• _Task to carry out_: Reproduce every one of the rows below word for word, leaving the pictures out of your copy.

:: Provided records

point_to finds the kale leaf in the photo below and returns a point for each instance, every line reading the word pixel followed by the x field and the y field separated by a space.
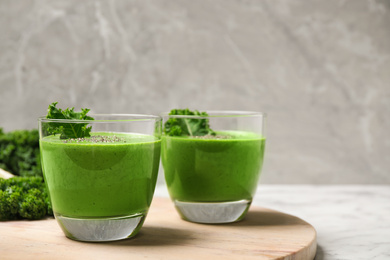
pixel 19 152
pixel 24 198
pixel 177 126
pixel 67 130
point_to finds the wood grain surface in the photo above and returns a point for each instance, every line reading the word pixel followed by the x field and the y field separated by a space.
pixel 263 234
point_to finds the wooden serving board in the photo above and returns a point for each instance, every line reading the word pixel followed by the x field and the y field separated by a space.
pixel 263 234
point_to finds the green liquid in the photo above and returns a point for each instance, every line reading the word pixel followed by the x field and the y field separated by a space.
pixel 213 170
pixel 89 179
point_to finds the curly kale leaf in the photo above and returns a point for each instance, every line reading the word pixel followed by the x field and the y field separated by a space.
pixel 24 198
pixel 177 126
pixel 19 152
pixel 68 130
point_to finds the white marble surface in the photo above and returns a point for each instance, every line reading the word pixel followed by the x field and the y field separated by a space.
pixel 352 221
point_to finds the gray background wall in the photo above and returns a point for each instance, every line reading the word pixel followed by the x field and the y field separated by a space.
pixel 320 69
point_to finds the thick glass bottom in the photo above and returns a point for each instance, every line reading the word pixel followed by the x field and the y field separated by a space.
pixel 101 229
pixel 213 212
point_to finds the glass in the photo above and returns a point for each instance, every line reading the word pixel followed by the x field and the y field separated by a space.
pixel 213 178
pixel 101 186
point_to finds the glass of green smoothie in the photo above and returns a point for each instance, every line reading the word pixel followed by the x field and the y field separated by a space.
pixel 212 162
pixel 101 185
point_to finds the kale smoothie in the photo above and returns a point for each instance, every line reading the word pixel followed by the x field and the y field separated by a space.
pixel 105 175
pixel 213 168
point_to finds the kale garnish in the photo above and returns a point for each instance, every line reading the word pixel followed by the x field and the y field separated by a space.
pixel 186 126
pixel 68 130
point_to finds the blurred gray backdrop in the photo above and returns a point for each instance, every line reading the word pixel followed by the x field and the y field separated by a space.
pixel 320 69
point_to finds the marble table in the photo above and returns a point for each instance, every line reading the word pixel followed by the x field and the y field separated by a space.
pixel 352 221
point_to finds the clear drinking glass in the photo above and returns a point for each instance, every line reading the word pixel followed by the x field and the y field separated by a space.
pixel 213 178
pixel 101 186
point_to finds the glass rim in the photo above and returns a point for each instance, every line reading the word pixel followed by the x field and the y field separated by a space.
pixel 219 114
pixel 127 118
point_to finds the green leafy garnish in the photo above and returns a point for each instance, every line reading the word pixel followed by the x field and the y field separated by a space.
pixel 68 130
pixel 176 126
pixel 19 152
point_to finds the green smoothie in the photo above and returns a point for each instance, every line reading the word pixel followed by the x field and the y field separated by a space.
pixel 106 175
pixel 213 169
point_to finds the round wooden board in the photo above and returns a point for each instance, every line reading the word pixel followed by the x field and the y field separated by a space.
pixel 263 234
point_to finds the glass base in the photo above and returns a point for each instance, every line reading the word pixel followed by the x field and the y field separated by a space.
pixel 101 229
pixel 213 212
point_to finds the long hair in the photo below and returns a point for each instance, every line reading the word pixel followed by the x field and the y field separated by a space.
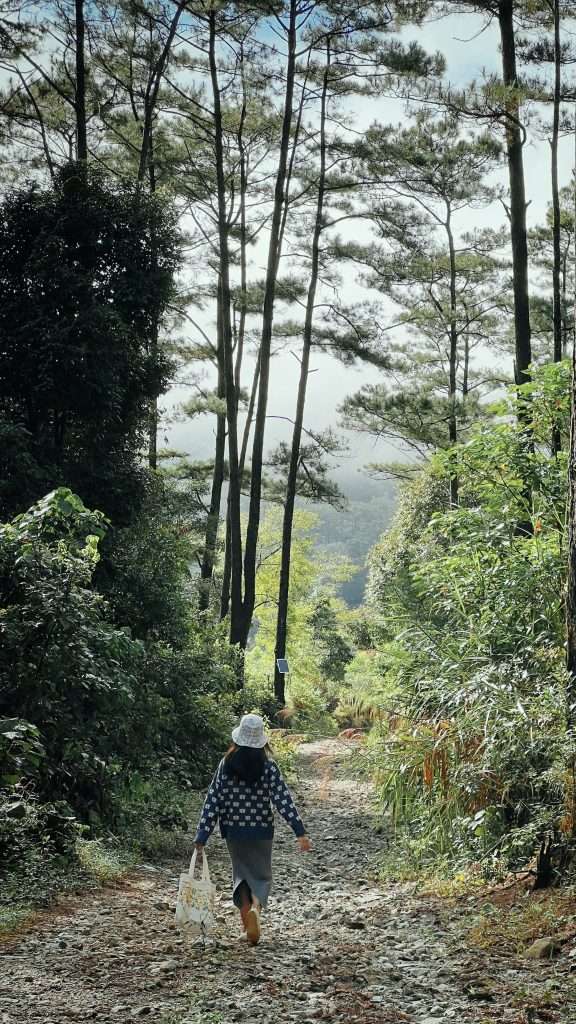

::::

• _The reply_:
point_to finds the kale leaf in the photo below and returns a point for each instance, every line reading the word pixel followed by the x field and the y field separated by a space.
pixel 19 152
pixel 24 198
pixel 177 126
pixel 67 130
point_to finds the wood grain surface in the photo above and returns a point for each instance, every line reading the word pixel followed by the x field and the y field separated by a space.
pixel 263 234
point_to finds the wooden serving board in the photo above and returns a point for each instance, every line reading the word pixel followed by the x field and the y field separated by a space.
pixel 263 234
point_to finds the green liquid in the photo above and returns a point for each instance, every line reading the word pixel followed by the x field and the y field separated by a space.
pixel 213 170
pixel 89 179
point_to finds the curly kale leaf in the photo above and returns a point for each instance, every line reading the word pixel followed by the x field and the y field separated by a space.
pixel 24 198
pixel 177 126
pixel 19 152
pixel 68 130
point_to finds the white marble surface in the photo above and returns a point for each instance, every line reading the word pixel followed by the x field and the y field separated by a space.
pixel 352 221
point_to finds the gray background wall in the photo above and returns a point for each instance, every line reading the word pixel followed by the x field and the y field separated by a space.
pixel 320 69
point_to finds the thick glass bottom in the photo above and returns a point for each instance, every line reading the word pixel followed by the x field and the y field separated by a space.
pixel 101 229
pixel 213 212
point_to finds the glass in the photo above and returns a point for each instance, every line reading the word pixel followed by the x field and the y field separated by a space.
pixel 213 178
pixel 101 186
point_to finds the glass of green smoothie in the photo above and returns a point for each instance, every line reading the word pixel followed by the x field and the y field separated by a space.
pixel 212 162
pixel 101 185
point_to finds the kale smoothie in the photo above and returns a point for each instance, every line reading the word pixel followed by the x field and the y field separated by a space.
pixel 105 175
pixel 213 168
point_to finds the kale garnish in the photo above and returns a point for each instance, every line reading the word pixel followed by the x field and the y field separated by a space.
pixel 186 126
pixel 68 130
point_to finds the blurred gray backdrop in the photo above and returns a point for each instance, every line reading the word pixel followed by the x field and the y field separated by a space.
pixel 320 69
point_to finds the marble table in the photo above and returns a point for each instance, every line reading the word pixel followed by the x field and the y field separated by a space.
pixel 352 221
point_to finds the clear drinking glass in the photo above and returns a point for each instance, every line reading the word pixel followed by the x field and the y field separated by a space.
pixel 213 178
pixel 101 186
point_to finds the glass rim in the photo above and returns a point for each instance, every line reading the word pixel followed by the x field and the y field separated by a space.
pixel 219 114
pixel 127 118
point_to finds the green leafy garnish in the photo above and returns a point for each instance, every line reading the word pixel followed by the x field and the y field separated by a space.
pixel 68 130
pixel 176 126
pixel 19 152
point_to finds the green smoothie in the photo above and returns a point for each instance, every line reading the word pixel followed by the x field and the y field separated by a space.
pixel 106 175
pixel 213 169
point_to finds the round wooden board in the photo above and returns a point for each instance, every line reading the word pixel followed by the x field and the y field separated by a space.
pixel 263 234
point_to finds the glass base in the photo above and returns a point for each instance, every line reading the word pixel followed by the x field and the y field separated by a space.
pixel 101 229
pixel 213 212
point_to finds the long hair in the photo below and returns a point for each instance, every line reading the word pixel followed by the x field and the y field separated by a space.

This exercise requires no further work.